## Required work
With nothing left out, give the data back exactly.

## Input material

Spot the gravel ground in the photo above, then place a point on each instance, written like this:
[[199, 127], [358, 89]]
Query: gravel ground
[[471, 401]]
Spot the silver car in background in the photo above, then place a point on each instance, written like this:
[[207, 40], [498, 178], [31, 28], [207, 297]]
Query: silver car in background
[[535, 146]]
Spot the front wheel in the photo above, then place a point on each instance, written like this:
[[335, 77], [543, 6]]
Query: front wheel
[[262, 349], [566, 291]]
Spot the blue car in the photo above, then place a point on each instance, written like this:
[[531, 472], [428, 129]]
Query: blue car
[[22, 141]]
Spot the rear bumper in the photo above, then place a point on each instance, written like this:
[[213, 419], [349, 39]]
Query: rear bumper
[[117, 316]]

## Solution to the exercise
Spot the gravel ground in the photo above, then place a point on each instance, written like this:
[[199, 127], [358, 89]]
Query: gravel ground
[[471, 401]]
Spot the silver car in background in the photo above, then place a point on each instance, written like this:
[[207, 40], [498, 178], [31, 28], [207, 297]]
Query: silver car in background
[[535, 146]]
Spot the front wheel in the photo above, then place a point on each instance, written like this:
[[335, 77], [543, 6]]
Query: front wheel
[[262, 349], [566, 291]]
Spot the blue car in the photo above, then place a point on each instance, written like this:
[[531, 472], [428, 129]]
Query: blue car
[[22, 141]]
Spot the rear bumper in the photo above, then place a point on each instance, written like this:
[[213, 419], [349, 39]]
Query: rear bumper
[[117, 316]]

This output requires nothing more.